▶ _Exercise prompt_
Transcribe all of the material exactly, except for its pictures.

▶ _Source material_
* * * * * * *

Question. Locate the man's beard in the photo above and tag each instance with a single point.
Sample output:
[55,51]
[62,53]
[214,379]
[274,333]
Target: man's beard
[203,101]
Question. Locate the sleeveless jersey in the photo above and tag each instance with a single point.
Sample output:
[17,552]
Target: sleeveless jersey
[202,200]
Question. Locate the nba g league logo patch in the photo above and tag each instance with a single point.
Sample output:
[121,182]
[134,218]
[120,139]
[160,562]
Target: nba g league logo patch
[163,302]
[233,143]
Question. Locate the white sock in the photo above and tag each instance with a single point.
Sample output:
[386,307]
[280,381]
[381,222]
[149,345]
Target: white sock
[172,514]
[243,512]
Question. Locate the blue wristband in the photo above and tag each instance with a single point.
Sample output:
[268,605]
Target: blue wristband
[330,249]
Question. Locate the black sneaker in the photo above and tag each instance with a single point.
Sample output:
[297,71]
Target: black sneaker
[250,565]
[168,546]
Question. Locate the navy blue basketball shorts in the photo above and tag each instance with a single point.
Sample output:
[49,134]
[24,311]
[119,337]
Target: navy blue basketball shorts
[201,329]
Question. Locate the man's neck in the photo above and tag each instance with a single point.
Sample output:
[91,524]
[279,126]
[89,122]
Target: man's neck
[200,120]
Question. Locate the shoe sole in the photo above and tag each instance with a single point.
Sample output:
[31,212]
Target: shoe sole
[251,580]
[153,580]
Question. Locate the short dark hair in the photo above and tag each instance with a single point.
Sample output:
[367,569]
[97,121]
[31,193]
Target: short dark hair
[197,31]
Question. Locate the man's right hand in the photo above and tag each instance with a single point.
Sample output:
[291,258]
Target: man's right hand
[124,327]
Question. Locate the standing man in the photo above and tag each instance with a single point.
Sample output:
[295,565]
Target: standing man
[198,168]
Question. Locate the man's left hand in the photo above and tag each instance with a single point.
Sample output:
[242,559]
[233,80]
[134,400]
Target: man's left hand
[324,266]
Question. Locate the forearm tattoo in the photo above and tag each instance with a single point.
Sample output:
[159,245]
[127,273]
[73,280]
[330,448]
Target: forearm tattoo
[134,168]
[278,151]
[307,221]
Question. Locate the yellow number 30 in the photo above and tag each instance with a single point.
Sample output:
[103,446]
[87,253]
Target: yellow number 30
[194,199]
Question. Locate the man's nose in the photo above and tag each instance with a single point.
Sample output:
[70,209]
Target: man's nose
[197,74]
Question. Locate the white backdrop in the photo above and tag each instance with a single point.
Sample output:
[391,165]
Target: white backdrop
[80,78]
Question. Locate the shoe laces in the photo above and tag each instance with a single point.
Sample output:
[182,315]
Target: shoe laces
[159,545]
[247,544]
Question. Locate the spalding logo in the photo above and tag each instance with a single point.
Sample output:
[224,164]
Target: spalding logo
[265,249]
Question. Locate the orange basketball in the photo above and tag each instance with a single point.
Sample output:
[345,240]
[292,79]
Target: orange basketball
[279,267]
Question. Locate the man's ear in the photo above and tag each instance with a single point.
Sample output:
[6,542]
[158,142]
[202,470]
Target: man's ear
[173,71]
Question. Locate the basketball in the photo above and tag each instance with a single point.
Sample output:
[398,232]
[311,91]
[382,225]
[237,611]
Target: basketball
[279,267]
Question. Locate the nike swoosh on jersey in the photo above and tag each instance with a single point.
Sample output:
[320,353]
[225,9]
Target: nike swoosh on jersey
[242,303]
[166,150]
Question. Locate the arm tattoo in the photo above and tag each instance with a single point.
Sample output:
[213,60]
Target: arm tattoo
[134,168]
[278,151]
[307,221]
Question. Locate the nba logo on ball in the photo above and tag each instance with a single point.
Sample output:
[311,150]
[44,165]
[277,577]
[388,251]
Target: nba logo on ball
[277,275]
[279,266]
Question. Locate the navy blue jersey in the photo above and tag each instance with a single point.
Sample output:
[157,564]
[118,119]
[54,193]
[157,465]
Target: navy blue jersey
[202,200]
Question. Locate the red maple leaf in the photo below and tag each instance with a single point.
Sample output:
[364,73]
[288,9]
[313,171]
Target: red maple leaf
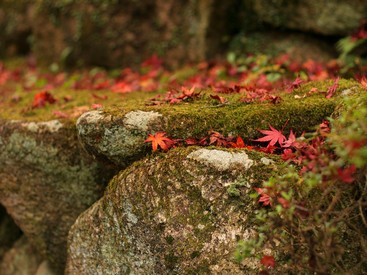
[345,175]
[268,261]
[122,87]
[332,89]
[273,136]
[160,140]
[40,99]
[285,203]
[219,98]
[264,198]
[218,139]
[295,84]
[363,81]
[186,93]
[290,141]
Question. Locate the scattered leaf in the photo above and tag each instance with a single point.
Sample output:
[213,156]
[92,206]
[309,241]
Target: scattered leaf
[273,136]
[268,261]
[159,139]
[40,99]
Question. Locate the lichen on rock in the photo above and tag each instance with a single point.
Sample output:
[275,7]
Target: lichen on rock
[46,181]
[119,139]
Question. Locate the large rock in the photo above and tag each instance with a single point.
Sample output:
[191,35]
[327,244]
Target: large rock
[326,17]
[46,181]
[9,232]
[182,213]
[118,134]
[21,259]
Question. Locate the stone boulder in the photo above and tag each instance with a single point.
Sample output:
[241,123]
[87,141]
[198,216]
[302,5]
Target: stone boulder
[181,212]
[46,181]
[325,17]
[21,259]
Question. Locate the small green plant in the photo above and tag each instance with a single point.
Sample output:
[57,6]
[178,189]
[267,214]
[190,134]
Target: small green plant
[349,45]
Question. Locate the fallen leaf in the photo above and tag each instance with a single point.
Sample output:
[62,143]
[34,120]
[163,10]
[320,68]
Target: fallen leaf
[264,198]
[219,98]
[332,89]
[40,99]
[268,261]
[346,174]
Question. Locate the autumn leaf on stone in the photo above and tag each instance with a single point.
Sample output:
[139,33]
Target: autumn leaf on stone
[295,84]
[346,174]
[188,94]
[332,89]
[221,99]
[240,144]
[290,141]
[40,99]
[272,136]
[122,87]
[159,139]
[363,81]
[268,261]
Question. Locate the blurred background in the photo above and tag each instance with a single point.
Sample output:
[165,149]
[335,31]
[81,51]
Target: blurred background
[116,33]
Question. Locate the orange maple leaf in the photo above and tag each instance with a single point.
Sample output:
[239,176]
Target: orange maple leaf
[273,136]
[160,140]
[268,261]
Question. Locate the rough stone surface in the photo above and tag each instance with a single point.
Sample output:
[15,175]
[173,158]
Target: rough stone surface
[222,160]
[170,214]
[46,181]
[327,17]
[120,140]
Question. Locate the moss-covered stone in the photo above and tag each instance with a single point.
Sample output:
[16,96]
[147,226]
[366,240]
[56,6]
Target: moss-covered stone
[46,181]
[171,214]
[22,258]
[108,133]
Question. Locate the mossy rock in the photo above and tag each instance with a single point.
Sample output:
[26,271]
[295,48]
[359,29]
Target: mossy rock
[46,181]
[173,213]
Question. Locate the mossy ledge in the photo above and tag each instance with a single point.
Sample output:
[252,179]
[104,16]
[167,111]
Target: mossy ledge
[108,133]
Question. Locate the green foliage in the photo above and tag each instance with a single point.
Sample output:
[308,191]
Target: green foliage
[317,221]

* * * * * * *

▶ _Task result_
Question. Locate the man's beard in the photo above and tag each instance with a single point.
Sample output:
[55,51]
[62,53]
[214,379]
[274,333]
Target: man's beard
[203,101]
Question. Locate the sleeveless jersey in the photo above and tag each instance with a single point.
Sample output:
[17,552]
Target: sleeveless jersey
[202,200]
Question. Locate the nba g league logo patch in the photo above and tag each instance with a single point.
Sample output:
[121,182]
[134,218]
[120,139]
[160,562]
Target: nba g league logo patch
[163,302]
[233,143]
Question. Locate the white sock in the photo above and tag each instance with a single point.
Sample output:
[386,307]
[280,381]
[381,222]
[149,345]
Target: white sock
[172,514]
[243,512]
Question. Locate the blue wristband in the photo above and tag each instance with a single point.
Sample output:
[268,605]
Target: blue wristband
[330,249]
Question. Locate the black sneaker in the photo above and tag each instance with a single point.
Sample output:
[297,71]
Target: black sneaker
[250,565]
[168,546]
Question. Locate the navy blue basketball shorts in the photo above and tag each instance with a single point.
Sample output:
[49,134]
[24,311]
[119,337]
Target: navy blue basketball shorts
[201,329]
Question. Locate the man's neck in the photo above and tag each instance with a single point.
Sample output:
[91,524]
[279,126]
[89,122]
Target: man's neck
[200,120]
Question. Locate the shoe sole in the photo above and tag each instance with a single point.
Sample output:
[31,212]
Target: shoe sole
[251,580]
[153,580]
Question. Locate the short dark hair in the photo above and tag each instance with a single point.
Sample output:
[367,569]
[97,121]
[31,193]
Target: short dark hair
[197,31]
Question. Locate the man's right hand in the photo above and tag each instance with a single point.
Sample output:
[291,258]
Target: man's right hand
[124,327]
Question. Locate the standing man in the photo above and tag each instance with a single point.
Sample output:
[295,565]
Target: standing man
[198,168]
Question. Locate the man's left hand in the photo above and tag each instance with a single point.
Sample output:
[242,559]
[233,80]
[134,400]
Target: man's left hand
[324,266]
Question. Locate the forearm tattoo in the photo above and tag each instance with a single point.
Sample output:
[159,245]
[127,273]
[73,280]
[330,448]
Target: forearm tattoo
[134,168]
[278,151]
[307,221]
Question. Locate the yellow number 30 in the photo above and tag each instance with a single point.
Sample output:
[103,446]
[87,253]
Target: yellow number 30
[194,199]
Question. Locate the man's nose in the photo above and tag each instance with a single point.
Sample output:
[70,209]
Target: man's nose
[197,74]
Question. Locate the white backdrop in the photo above and tag each instance with a single point.
Sample output:
[391,165]
Target: white backdrop
[80,78]
Question. Locate the shoe laces in the photo above and tag each instance with a single point.
Sample output:
[182,315]
Target: shoe laces
[159,545]
[247,544]
Question. Locate the spalding logo in the photo above and tag each instance with a single point.
Sample output:
[224,164]
Target: spalding logo
[265,249]
Question. Locate the orange basketball in the photo above and tag each instance with a single point.
Sample output:
[345,240]
[292,79]
Target: orange basketball
[279,267]
Question. Locate the man's ear in the photo above and tag each instance with a single point.
Sample output:
[6,542]
[158,142]
[202,470]
Target: man's ear
[173,71]
Question. Locate the basketball in the photo above and tag each instance with a single point.
Sample output:
[398,232]
[311,91]
[382,225]
[237,611]
Target: basketball
[279,267]
Question. Locate the nike swoosh on jersey in the photo above and tag each instance with a single point.
Sample output:
[320,353]
[225,9]
Target: nike swoosh on jersey
[242,303]
[166,150]
Question. Locate the arm tattoo in the photo above and tag each instance with a single point.
Sample output:
[213,60]
Target: arm tattoo
[134,168]
[278,151]
[307,221]
Question. Locate the nba logo on ball in the photo above and tag each instance with a single point.
Sample output:
[311,150]
[44,165]
[277,577]
[388,251]
Target: nba logo on ball
[277,275]
[279,266]
Question. Locate the navy blue jersey in the photo above and tag each instance with a single point.
Sample output:
[157,564]
[118,119]
[54,193]
[157,465]
Target: navy blue jersey
[202,200]
Question. Locate the red maple leaf in the photo below and tag each instance with a single point.
Sample output:
[364,73]
[288,9]
[313,171]
Target: red maple leaf
[345,175]
[268,261]
[122,87]
[332,89]
[273,136]
[160,140]
[40,99]
[285,203]
[219,98]
[264,198]
[218,139]
[295,84]
[363,81]
[186,93]
[290,141]
Question. Locate the scattered leaf in the photo above and tag each instance with a single point.
Sample output:
[213,156]
[92,206]
[309,241]
Target: scattered leaf
[273,136]
[268,261]
[159,139]
[40,99]
Question. Locate the lichen on rock in the photo above and tag each instance with a single point.
Sample output:
[275,7]
Target: lichen on rock
[46,181]
[119,139]
Question. Locate the large rock in the photo above and tag each instance with a single point.
Sample output:
[191,35]
[327,244]
Target: large rock
[326,17]
[46,181]
[9,232]
[182,213]
[118,134]
[21,259]
Question. Locate the stone boulder in the photo above and tag each instance with a single point.
Sample output:
[241,123]
[87,141]
[198,216]
[302,5]
Target: stone boulder
[181,212]
[46,181]
[325,17]
[21,259]
Question. Locate the small green plant in the photo above and tag each instance with a single point.
Sample output:
[57,6]
[178,189]
[267,214]
[190,134]
Target: small green plant
[349,45]
Question. Locate the fallen leaf in the photo above and tag each instance with a single point.
Sample output:
[62,143]
[34,120]
[163,10]
[320,68]
Target: fallen leaf
[264,198]
[219,98]
[332,89]
[40,99]
[268,261]
[346,174]
Question. Locate the autumn leaf on stone in the photo above and tag each instance with a single point.
Sample output:
[139,33]
Target: autumn leaf on stone
[295,84]
[346,174]
[188,94]
[332,89]
[221,99]
[240,144]
[290,141]
[40,99]
[272,136]
[122,87]
[159,139]
[363,81]
[268,261]
Question. Locate the blurred background in the photo above and tag each instance with a single point.
Sample output:
[165,149]
[335,31]
[81,51]
Target: blurred background
[116,33]
Question. Locate the orange maple leaf in the photo above and tag each instance with a single point.
Sample output:
[239,176]
Target: orange maple leaf
[273,136]
[160,140]
[268,261]
Question. Locate the rough stone surface in the photo above and tag each instance with a single point.
Sample output:
[15,175]
[173,158]
Target: rough stone surface
[222,160]
[170,214]
[46,181]
[327,17]
[120,140]
Question. Locate the moss-covered stone in the photo above and tag each instance with a single point.
Sample output:
[16,96]
[147,226]
[366,240]
[56,6]
Target: moss-covered stone
[46,181]
[171,214]
[22,258]
[108,133]
Question. Locate the mossy rock in the photo above and tag each instance with a single point.
Sample output:
[26,271]
[295,48]
[359,29]
Target: mossy rock
[46,181]
[173,213]
Question. Locate the mossy ledge in the photo above and tag each instance with a single point.
Sample output:
[252,179]
[104,16]
[167,111]
Target: mossy ledge
[108,133]
Question. Locate the green foliage in the photo above and tag each instance with a single point.
Sample output:
[308,191]
Target: green foliage
[317,221]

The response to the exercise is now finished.